Region pointing data
====
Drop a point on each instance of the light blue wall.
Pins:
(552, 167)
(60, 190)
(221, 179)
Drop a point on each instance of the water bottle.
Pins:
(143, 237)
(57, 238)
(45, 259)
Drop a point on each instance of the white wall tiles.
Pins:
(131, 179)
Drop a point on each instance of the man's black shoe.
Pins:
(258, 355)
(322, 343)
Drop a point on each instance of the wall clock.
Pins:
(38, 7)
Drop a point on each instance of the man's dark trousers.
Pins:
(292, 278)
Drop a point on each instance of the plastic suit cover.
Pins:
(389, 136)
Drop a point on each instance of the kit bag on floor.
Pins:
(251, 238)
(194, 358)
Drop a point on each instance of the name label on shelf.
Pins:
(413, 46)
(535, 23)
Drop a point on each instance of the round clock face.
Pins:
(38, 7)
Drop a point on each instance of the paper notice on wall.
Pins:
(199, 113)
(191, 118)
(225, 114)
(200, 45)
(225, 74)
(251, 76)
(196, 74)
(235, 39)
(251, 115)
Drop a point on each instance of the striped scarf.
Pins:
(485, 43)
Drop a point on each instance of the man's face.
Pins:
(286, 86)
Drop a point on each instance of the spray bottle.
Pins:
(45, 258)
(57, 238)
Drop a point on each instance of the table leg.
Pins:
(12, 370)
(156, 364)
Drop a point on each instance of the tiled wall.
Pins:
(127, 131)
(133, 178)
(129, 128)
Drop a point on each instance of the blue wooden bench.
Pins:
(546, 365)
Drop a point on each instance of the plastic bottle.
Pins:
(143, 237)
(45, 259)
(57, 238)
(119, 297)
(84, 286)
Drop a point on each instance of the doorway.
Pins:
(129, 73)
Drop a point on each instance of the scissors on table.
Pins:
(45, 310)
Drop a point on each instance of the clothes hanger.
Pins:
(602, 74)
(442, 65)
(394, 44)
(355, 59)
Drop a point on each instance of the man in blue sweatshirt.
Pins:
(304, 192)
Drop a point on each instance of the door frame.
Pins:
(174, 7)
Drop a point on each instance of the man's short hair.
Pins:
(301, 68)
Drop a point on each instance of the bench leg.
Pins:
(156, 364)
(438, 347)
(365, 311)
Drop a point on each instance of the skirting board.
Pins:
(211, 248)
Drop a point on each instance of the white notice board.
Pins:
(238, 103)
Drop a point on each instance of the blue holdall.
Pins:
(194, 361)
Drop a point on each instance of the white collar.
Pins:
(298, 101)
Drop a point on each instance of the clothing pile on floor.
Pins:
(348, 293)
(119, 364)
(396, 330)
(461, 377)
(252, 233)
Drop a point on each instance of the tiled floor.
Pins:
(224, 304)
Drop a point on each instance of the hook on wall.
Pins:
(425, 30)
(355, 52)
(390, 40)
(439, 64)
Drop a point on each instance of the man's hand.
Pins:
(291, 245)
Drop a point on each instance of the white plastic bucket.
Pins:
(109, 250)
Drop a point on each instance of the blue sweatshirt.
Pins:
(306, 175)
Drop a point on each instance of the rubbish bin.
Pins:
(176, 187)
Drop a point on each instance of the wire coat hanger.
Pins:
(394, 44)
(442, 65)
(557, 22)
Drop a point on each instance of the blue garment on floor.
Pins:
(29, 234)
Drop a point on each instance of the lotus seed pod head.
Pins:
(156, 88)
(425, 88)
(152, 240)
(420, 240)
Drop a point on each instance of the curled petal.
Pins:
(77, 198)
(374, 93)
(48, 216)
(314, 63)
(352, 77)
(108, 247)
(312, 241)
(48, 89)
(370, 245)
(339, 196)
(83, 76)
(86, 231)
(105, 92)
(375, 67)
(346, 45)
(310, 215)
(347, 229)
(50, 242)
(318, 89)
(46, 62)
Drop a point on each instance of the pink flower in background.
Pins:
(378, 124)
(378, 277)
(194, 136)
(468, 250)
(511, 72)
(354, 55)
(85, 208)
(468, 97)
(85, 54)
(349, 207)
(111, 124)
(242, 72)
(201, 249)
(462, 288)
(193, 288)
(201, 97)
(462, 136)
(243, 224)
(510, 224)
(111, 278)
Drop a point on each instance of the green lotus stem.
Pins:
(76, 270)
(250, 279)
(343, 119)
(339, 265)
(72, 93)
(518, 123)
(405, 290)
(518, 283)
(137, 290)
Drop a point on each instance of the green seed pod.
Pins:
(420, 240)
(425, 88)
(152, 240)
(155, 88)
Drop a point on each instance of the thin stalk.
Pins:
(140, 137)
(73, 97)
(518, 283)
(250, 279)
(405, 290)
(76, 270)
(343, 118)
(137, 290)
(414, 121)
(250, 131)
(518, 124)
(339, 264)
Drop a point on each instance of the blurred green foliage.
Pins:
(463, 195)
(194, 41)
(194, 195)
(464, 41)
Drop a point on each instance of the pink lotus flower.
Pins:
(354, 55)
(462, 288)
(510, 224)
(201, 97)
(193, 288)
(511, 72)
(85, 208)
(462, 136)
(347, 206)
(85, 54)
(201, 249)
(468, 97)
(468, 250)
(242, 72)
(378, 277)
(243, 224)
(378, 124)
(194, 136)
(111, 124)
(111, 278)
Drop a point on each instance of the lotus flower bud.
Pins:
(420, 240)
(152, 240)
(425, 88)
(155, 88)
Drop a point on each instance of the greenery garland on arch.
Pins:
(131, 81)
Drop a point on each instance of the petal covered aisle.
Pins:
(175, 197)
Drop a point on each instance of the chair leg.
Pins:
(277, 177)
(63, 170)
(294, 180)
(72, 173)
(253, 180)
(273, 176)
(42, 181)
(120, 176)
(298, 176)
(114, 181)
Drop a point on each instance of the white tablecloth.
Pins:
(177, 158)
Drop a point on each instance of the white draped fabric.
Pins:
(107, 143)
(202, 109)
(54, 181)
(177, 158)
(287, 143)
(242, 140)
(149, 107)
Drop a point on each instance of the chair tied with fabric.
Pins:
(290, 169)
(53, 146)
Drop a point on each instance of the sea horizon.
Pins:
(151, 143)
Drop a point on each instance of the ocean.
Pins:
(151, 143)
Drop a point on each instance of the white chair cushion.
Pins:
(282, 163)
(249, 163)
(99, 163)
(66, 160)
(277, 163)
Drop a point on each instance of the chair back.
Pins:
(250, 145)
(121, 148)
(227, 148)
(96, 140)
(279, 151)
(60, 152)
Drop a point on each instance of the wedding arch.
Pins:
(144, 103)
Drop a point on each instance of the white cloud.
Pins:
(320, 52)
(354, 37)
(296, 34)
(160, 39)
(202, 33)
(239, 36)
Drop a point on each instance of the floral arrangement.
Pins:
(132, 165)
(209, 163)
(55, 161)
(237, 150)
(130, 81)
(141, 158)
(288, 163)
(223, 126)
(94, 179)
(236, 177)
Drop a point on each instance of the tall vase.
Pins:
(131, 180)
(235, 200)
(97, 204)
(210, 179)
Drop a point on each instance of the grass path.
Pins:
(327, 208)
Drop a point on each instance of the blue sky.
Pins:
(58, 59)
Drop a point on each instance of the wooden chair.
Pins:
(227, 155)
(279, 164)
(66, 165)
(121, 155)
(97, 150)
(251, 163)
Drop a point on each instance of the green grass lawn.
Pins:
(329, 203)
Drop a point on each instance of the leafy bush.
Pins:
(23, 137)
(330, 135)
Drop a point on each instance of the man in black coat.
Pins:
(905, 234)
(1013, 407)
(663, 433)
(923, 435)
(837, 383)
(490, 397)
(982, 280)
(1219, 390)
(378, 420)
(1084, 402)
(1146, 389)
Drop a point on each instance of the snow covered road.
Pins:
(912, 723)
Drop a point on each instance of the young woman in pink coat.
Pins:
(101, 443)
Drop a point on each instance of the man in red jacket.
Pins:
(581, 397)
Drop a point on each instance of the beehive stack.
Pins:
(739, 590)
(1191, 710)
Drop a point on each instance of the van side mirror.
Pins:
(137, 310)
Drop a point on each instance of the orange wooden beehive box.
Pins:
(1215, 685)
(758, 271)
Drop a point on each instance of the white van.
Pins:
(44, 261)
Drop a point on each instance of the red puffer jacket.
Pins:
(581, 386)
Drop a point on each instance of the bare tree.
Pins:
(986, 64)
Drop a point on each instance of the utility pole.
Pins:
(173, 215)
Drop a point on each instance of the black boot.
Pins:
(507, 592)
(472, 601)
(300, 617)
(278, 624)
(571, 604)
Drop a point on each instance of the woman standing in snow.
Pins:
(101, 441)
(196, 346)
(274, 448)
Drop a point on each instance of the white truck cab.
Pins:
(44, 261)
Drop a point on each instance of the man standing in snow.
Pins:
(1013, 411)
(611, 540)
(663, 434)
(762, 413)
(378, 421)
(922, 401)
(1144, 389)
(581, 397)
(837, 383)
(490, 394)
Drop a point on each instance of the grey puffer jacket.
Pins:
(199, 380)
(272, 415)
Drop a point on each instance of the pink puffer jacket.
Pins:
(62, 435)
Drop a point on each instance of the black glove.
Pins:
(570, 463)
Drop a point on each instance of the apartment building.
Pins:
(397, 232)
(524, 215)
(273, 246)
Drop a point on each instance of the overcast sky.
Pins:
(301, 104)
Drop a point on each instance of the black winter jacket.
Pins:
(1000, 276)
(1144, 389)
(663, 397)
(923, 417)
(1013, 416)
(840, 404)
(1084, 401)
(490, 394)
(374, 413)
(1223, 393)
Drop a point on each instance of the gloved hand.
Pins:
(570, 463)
====
| Task instructions |
Up to and including the line with "Drop a point on each instance of the plastic suit", print every line of the records from the start.

| Task response |
Drop a point on each instance of the light blue wall.
Pins:
(552, 167)
(60, 190)
(221, 179)
Drop a point on each instance of the water bottle.
Pins:
(143, 237)
(57, 238)
(45, 259)
Drop a point on each instance of the white wall tiles.
Pins:
(131, 179)
Drop a point on each instance of the man's black shoe.
Pins:
(258, 355)
(322, 343)
Drop a point on each instance of the wall clock.
Pins:
(38, 7)
Drop a point on each instance of the man's dark trousers.
Pins:
(292, 278)
Drop a point on each instance of the plastic suit cover.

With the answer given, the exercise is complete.